Your task:
Write the next part of the forum post about the Douglas Lima vs. Rory MacDonald welterweight title fight, starting where it stops.

Excerpted passage:
++++

# Lima vs. MacDoanld [Bellator 192] Official Discussion



## UKMMAGURU (Nov 15, 2009)

BELLATOR 192

This Saturday Douglas Lima (29-6) defends his Bellator welterweight crown against UFC veteran Rory MacDonald (19-4) in the co-main event of Bellator 192, the event will be headlined by Chæl Sönnen and Rampage Jackson.










For my money the winner of this fight is the baddest Welterweight on planet earth, before I expand on the reasons why let me place my candidates below:
Rory MacDonald
Douglas Lima
Tyron Woodley
Stephen Thompson
Rafael Dos Anjos

Woodley for obvious reasons as the UFC Champion makes the list, RDA considering his recent win and trajectory and Stephen Thompson for his body of work.

*Rory MacDonald* ofcourse has a win over Woodley, but then again a couple of losses to Robbie Lawler who recently lost to RDA, additionally Stephen Thompson defeated Rory in a one-sided bout. Without wanting to intentionally apply MMA maths occasionally it can be useful to rank fighters on this basis without the benefit of having seen a fight between them. It's important to note that these losses for MacDonald came when he was unable to complete the take down and was forced into a kickboxing bout.

*Douglas Lima* similarly has losses on his record but the only ones to have occurred in recent years (last 9 years) were against Ben Askren and Andrey Koreshkov, both losses were due to wrestling and the latter was avenged when Lima KO'd Koreshkov just over a year ago. It would be fair to acknowledge however that Lima being in Bellator has meant he has not had the opportunities to test himself against the biggest names in the sport until now.

A good yardstick in this instance might be Britain's *Paul Daley* who has been in particularly good form in recent years, since losing in Russia to UFC veteran Alexander Yakovlev back in November 2013 he has posted a very nice 8-2 record in BAMMA and Bellator.. his two losses in that time? You guessed it! MacDonald and Lima. MacDonald was able to initiate a strong wrestling game plan to eventually find a choke in the second round against Daley, Lima on the other hand dominated a striking match from bell-to-bell, catching Daley with counters early which made him tentative for the remainder of the bout.

++++

Extracted information:
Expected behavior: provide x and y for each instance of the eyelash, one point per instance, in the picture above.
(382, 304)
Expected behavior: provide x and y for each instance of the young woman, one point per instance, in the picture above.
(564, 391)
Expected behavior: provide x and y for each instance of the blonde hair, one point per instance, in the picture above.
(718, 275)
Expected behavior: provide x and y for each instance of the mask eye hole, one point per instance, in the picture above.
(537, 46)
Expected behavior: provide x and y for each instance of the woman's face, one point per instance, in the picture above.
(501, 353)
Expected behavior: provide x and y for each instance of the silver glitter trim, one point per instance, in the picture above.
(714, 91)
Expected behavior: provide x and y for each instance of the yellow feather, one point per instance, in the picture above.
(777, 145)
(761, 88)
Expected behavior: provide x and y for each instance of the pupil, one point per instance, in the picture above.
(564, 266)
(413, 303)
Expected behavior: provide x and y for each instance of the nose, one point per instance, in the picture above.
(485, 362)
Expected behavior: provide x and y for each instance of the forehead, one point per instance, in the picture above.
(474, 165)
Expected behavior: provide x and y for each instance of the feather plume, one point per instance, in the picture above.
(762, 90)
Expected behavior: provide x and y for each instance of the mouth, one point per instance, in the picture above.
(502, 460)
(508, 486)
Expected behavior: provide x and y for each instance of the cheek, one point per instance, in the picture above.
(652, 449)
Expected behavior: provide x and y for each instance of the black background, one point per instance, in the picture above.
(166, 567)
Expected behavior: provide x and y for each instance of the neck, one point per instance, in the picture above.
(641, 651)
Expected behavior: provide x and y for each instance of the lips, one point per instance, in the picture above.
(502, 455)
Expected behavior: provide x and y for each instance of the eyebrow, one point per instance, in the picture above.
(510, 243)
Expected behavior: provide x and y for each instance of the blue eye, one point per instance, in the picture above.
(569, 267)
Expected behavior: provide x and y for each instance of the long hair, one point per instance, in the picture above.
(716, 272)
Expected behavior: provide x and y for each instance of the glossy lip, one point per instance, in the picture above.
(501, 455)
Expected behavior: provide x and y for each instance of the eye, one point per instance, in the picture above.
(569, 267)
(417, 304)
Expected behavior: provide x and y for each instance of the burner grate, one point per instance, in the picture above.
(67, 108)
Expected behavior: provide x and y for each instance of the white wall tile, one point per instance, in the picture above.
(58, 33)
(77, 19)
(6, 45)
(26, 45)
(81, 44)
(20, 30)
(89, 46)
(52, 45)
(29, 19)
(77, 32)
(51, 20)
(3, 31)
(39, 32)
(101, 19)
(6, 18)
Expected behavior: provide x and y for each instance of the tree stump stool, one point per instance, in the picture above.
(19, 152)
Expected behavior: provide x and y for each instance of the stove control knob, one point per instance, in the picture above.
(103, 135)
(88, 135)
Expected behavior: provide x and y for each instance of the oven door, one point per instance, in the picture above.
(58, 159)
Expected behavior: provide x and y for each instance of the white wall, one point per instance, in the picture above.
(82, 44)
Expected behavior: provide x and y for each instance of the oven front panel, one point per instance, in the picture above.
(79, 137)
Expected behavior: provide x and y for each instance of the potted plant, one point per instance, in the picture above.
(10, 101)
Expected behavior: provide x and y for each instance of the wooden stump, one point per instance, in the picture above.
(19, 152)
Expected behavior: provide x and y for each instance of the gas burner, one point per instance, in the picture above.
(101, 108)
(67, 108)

++++

Task answer:
How do you see this fight going?


----------



## UKMMAGURU (Nov 15, 2009)

Quite surprised nobody on here wants to chime in, I'm going to stick my neck out and say this fight is the best fight that happens on Saturday, regardless of the promotion.. *wink wink*Stipe-Ngannou*wink wink*


----------



## Drogo (Nov 19, 2006)

It is pretty embarassing that Sonnen-Jackson is headlining a card with Macdonald-Lima on it. More than embarassing actually, it is a joke. Kind of hard to take a promotion seriously that lets two washed up 40 year olds in a non title fight headline over a WW title fight that, as you said, probably has two the the top 5 WW's in the world in it. 

As for the actual fight I think Macdonald is just a little better at everything than Lima so that should translate into a solid UD win for him. Probably 50-45 or 49-46.


----------



## systemdnb (Dec 7, 2008)

Drogo said:


> It is pretty embarassing that Sonnen-Jackson is headlining a card with Macdonald-Lima on it. More than embarassing actually, it is a joke. Kind of hard to take a promotion seriously that lets two washed up 40 year olds in a non title fight headline over a WW title fight that, as you said, probably has two the the top 5 WW's in the world in it.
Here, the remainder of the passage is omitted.